Verzoeker was het niet eens met een beslissing van het UWV Zwolle van 8 december 2003 waarin hem werd meegedeeld dat zijn WAO-uitkering werd herzien. Hij diende op 10 januari 2004 bij het UWV een bezwaarschrift in. Omdat een beslissing uitbleef en verzoeker ook nog niet was uitgenodigd voor een hoorzitting, diende hij op 30 mei 2004 een klacht in bij het UWV. Bij brief van 8 juli 2004 werd verzoekers klacht gegrond verklaard. Volgens het UWV was er geruime tijd een tekort aan bezwaarverzekeringsartsen geweest maar was dit probleem inmiddels verholpen: verzoekers bezwaarschrift zou met spoed aan een arts worden voorgelegd. Toen een vervolgactie van het UWV uitbleef wendde verzoeker zich bij brief van 9 augustus 2004 tot de Nationale ombudsman.

Uit te voeren opdrachten:
- A) Noem alle volledige datums (dag, maand en jaar) die in de studietekst voorkomen.
- B) Beantwoord de volgende vragen aan de hand van de studietekst.
(i) Op welke datum diende verzoeker zijn bezwaarschrift in bij het UWV?
(ii) Welk tekort had er volgens het UWV geruime tijd bestaan?
(iii) Tot wie wendde verzoeker zich bij brief van 9 augustus 2004?
De items uit de gegevensverzameling spelen hierbij geen enkele rol.

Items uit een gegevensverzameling
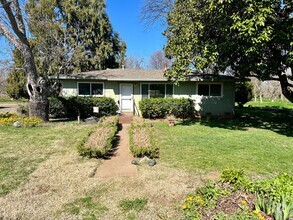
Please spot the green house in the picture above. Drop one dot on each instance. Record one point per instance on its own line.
(213, 95)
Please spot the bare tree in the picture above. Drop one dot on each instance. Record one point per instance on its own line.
(3, 83)
(134, 62)
(12, 26)
(155, 12)
(158, 60)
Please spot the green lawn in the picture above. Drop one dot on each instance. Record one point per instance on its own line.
(277, 103)
(23, 149)
(260, 141)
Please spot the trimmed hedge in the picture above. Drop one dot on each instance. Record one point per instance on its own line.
(162, 107)
(71, 107)
(99, 143)
(142, 139)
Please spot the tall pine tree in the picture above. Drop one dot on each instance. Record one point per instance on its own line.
(70, 36)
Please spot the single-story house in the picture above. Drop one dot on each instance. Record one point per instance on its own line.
(213, 95)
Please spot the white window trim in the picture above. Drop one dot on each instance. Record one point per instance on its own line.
(91, 95)
(208, 83)
(156, 84)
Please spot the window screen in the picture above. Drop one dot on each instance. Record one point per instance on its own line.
(84, 89)
(144, 91)
(97, 89)
(169, 91)
(157, 90)
(216, 90)
(203, 89)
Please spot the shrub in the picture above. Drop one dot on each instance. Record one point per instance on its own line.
(7, 119)
(56, 107)
(99, 142)
(141, 140)
(255, 200)
(73, 106)
(162, 107)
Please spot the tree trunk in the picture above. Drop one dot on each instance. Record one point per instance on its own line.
(37, 88)
(287, 89)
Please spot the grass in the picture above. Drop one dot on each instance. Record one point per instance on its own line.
(257, 140)
(277, 103)
(87, 206)
(23, 149)
(135, 204)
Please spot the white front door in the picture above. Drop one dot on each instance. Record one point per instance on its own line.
(126, 100)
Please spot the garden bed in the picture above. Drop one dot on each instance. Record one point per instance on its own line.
(99, 143)
(142, 139)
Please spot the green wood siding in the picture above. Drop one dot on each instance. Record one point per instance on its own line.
(214, 106)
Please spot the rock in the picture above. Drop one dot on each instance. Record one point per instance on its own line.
(134, 162)
(91, 120)
(16, 124)
(152, 162)
(147, 161)
(144, 161)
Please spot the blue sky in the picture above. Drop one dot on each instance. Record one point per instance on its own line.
(124, 17)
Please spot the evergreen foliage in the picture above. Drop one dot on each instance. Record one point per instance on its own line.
(253, 38)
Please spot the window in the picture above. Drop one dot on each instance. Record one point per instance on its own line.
(209, 89)
(91, 89)
(156, 91)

Verwachte antwoorden:
- A)
8 december 2003
10 januari 2004
30 mei 2004
8 juli 2004
9 augustus 2004

- B)
(i) Op 10 januari 2004.
(ii) Een tekort aan bezwaarverzekeringsartsen.
(iii) Tot de Nationale ombudsman.